• Requirement
Reproduce the following lines verbatim, covering all of the data.

Excerpts from location labeling data:
::::::::
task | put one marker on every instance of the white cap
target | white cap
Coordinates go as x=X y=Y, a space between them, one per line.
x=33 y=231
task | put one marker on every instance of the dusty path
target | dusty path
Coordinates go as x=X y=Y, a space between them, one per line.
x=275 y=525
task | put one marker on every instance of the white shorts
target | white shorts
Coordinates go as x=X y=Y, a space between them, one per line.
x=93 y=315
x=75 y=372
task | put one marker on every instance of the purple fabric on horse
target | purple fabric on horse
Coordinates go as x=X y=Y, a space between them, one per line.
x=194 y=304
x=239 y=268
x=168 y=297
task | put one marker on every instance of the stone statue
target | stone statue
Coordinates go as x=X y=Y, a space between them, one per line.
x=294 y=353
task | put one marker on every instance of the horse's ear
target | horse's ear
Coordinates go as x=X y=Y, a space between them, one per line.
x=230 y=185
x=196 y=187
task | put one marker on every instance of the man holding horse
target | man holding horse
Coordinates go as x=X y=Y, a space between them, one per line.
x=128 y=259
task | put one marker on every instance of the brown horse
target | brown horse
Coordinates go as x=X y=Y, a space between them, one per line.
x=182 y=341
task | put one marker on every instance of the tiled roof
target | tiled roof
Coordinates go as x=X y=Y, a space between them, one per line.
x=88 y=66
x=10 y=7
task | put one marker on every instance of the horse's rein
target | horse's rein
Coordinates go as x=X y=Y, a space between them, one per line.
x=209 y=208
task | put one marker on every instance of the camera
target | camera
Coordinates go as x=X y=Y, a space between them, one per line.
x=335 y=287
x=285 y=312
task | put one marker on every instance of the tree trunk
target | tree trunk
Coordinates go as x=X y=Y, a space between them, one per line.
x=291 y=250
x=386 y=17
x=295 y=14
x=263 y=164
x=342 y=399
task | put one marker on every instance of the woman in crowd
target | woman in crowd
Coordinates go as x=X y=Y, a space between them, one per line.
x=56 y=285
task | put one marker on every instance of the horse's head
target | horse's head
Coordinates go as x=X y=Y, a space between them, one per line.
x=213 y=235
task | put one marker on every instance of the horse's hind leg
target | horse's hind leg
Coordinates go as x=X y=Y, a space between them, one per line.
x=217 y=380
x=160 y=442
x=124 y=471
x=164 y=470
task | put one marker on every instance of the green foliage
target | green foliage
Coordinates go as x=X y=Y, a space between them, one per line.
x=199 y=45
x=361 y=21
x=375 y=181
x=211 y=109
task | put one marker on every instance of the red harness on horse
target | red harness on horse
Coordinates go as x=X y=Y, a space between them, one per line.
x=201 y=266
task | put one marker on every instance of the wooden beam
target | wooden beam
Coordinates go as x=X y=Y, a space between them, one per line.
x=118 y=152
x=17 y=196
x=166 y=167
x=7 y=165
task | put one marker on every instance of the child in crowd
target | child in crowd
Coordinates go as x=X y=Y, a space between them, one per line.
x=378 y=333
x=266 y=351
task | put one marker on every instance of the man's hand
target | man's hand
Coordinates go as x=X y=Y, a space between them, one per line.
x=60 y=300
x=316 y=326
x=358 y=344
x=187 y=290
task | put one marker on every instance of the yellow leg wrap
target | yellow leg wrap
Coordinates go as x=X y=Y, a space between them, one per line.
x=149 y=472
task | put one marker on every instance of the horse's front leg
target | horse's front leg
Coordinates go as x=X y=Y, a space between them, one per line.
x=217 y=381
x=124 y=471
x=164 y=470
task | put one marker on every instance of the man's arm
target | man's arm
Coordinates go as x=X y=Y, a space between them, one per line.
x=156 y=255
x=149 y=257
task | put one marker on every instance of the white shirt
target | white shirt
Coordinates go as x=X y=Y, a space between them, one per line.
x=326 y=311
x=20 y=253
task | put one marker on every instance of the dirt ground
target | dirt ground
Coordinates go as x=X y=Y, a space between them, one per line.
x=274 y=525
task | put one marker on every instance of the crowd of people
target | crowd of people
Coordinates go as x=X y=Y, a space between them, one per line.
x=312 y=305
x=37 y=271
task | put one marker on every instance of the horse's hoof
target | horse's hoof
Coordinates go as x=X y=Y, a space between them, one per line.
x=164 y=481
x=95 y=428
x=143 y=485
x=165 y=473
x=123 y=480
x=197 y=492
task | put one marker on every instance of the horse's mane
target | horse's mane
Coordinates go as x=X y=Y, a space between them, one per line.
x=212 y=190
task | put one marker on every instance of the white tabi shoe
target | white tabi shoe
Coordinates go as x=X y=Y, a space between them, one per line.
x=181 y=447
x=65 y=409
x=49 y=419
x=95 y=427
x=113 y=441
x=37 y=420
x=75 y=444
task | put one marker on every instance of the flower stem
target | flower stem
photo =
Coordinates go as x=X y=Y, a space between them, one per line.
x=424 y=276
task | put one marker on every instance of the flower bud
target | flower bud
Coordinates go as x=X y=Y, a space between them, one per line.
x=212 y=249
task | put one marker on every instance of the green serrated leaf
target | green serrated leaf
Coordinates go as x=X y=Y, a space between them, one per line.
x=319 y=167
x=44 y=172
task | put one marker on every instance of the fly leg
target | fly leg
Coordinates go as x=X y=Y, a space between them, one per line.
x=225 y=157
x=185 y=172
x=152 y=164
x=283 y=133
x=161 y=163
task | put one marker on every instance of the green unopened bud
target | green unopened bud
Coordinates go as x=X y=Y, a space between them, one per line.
::::::::
• Reply to the exercise
task | put one marker on every instance of the white cap
target | white cap
Coordinates go as x=X y=Y, a space between them, one per line.
x=33 y=231
task | put one marker on every instance of the dusty path
target | dusty path
Coordinates go as x=X y=Y, a space between them, one per line.
x=275 y=525
task | put one marker on every instance of the white shorts
target | white shorts
Coordinates go as x=X y=Y, a space between them, one per line.
x=93 y=315
x=75 y=372
task | put one marker on every instance of the purple fabric on horse
target | purple fabric on horse
Coordinates go as x=X y=Y, a space between them, one per line.
x=194 y=304
x=239 y=268
x=168 y=297
task | put one marker on every instance of the stone statue
target | stone statue
Coordinates go as x=X y=Y, a space between them, one per line.
x=294 y=353
task | put one marker on every instance of the horse's ear
target | horse's ear
Coordinates go as x=X y=Y, a space between them, one per line.
x=230 y=185
x=196 y=187
task | put one marker on every instance of the man holding horse
target | man holding horse
Coordinates go as x=X y=Y, a space between them, one per line.
x=128 y=259
task | put one marker on every instance of the brown horse
target | brown horse
Coordinates go as x=X y=Y, a space between them, one per line.
x=182 y=341
task | put one marker on every instance of the tiled roof
target | tiled roof
Coordinates go as x=X y=Y, a space between them, one per line.
x=88 y=66
x=10 y=7
task | put one marker on every instance of the horse's rein
target | horse's rein
Coordinates go as x=X y=Y, a space between them, one per line.
x=209 y=208
task | put one marker on every instance of the camera
target | camera
Coordinates go as x=X y=Y, a space between them, one per line.
x=335 y=287
x=285 y=312
task | put one marker on every instance of the tree trunk
target | tree trunk
Coordinates go as x=X y=Y, a space between them, one per line.
x=291 y=250
x=386 y=17
x=295 y=14
x=263 y=164
x=342 y=399
task | put one marker on every instance of the woman in crowd
target | woman in crowd
Coordinates go as x=X y=Y, a space between them, one per line.
x=56 y=285
task | put one marker on every instance of the horse's head
target | horse's head
Coordinates go as x=X y=Y, a space between them, one per line.
x=213 y=235
task | put one marker on every instance of the horse's hind leg
target | horse's hind leg
Coordinates go as x=X y=Y, a space between them, one per line.
x=217 y=380
x=160 y=442
x=124 y=471
x=164 y=470
task | put one marker on every instance of the green foliage
target | green foliage
Coordinates go as x=X y=Y, a space between them, one per line.
x=199 y=45
x=361 y=21
x=375 y=181
x=211 y=109
task | put one marker on every instance of the red harness on horse
target | red harness on horse
Coordinates go as x=X y=Y, a space between them, one per line.
x=201 y=266
task | put one marker on every instance of the wooden beam
target | wooden beam
Coordinates go as x=X y=Y, a space between them, one per line.
x=118 y=152
x=17 y=196
x=166 y=167
x=7 y=165
task | put one marker on every instance of the child in crowd
target | child in crowd
Coordinates go as x=X y=Y, a space between them, one per line.
x=378 y=333
x=266 y=351
task | put one marker on every instance of the man's hand
target | man's hand
Coordinates go as x=X y=Y, a space between them, one per line.
x=60 y=300
x=316 y=326
x=358 y=344
x=187 y=290
task | put one marker on every instance of the yellow leg wrap
target | yellow leg wrap
Coordinates go as x=X y=Y, a space between them, one per line.
x=149 y=472
task | put one marker on every instance of the horse's front leg
target | horse's front leg
Coordinates go as x=X y=Y, a space between them, one per line.
x=217 y=381
x=124 y=471
x=164 y=470
task | put one marker on every instance of the man's arm
target | man's arm
Coordinates go as x=X y=Y, a space between them, one per line.
x=156 y=255
x=149 y=257
task | put one marker on every instance of the white shirt
target | white shirt
Coordinates go as x=X y=Y, a space between them, one per line.
x=326 y=311
x=20 y=253
task | put one marker on every instance of the dirt ground
target | dirt ground
Coordinates go as x=X y=Y, a space between them, one per line.
x=274 y=525
task | put one marker on every instance of the crowd of people
target | crowd of people
Coordinates go as x=X y=Y, a space between them, one per line.
x=312 y=305
x=37 y=271
task | put one marker on every instance of the horse's hoof
target | horse's hoof
Coordinates go as x=X y=Y, a space between them, one per line.
x=164 y=481
x=95 y=428
x=143 y=485
x=165 y=473
x=123 y=480
x=197 y=492
task | put one marker on every instance of the horse's mane
target | horse's mane
Coordinates go as x=X y=Y, a space between them, one per line.
x=212 y=190
task | put one marker on every instance of the white tabi shoe
target | white tabi shoe
Coordinates go as x=X y=Y, a space between them, one per line.
x=181 y=447
x=65 y=409
x=49 y=419
x=95 y=427
x=113 y=441
x=37 y=420
x=75 y=444
task | put one marker on every instance of the flower stem
target | flower stem
photo =
Coordinates go as x=X y=Y, a space between them, one per line.
x=424 y=276
task | put one marker on every instance of the flower bud
target | flower bud
Coordinates go as x=X y=Y, a space between them, one per line.
x=212 y=249
task | put one marker on every instance of the green serrated leaf
target | green serrated leaf
Coordinates go as x=X y=Y, a space between them, one per line.
x=319 y=167
x=44 y=172
task | put one marker on every instance of the fly leg
target | fly leg
Coordinates go as x=X y=Y, a space between them, one per line.
x=225 y=157
x=185 y=172
x=152 y=164
x=283 y=133
x=161 y=163
task | put one marker on every instance of the green unopened bud
target | green unopened bud
Coordinates go as x=X y=Y, a space between them, one per line.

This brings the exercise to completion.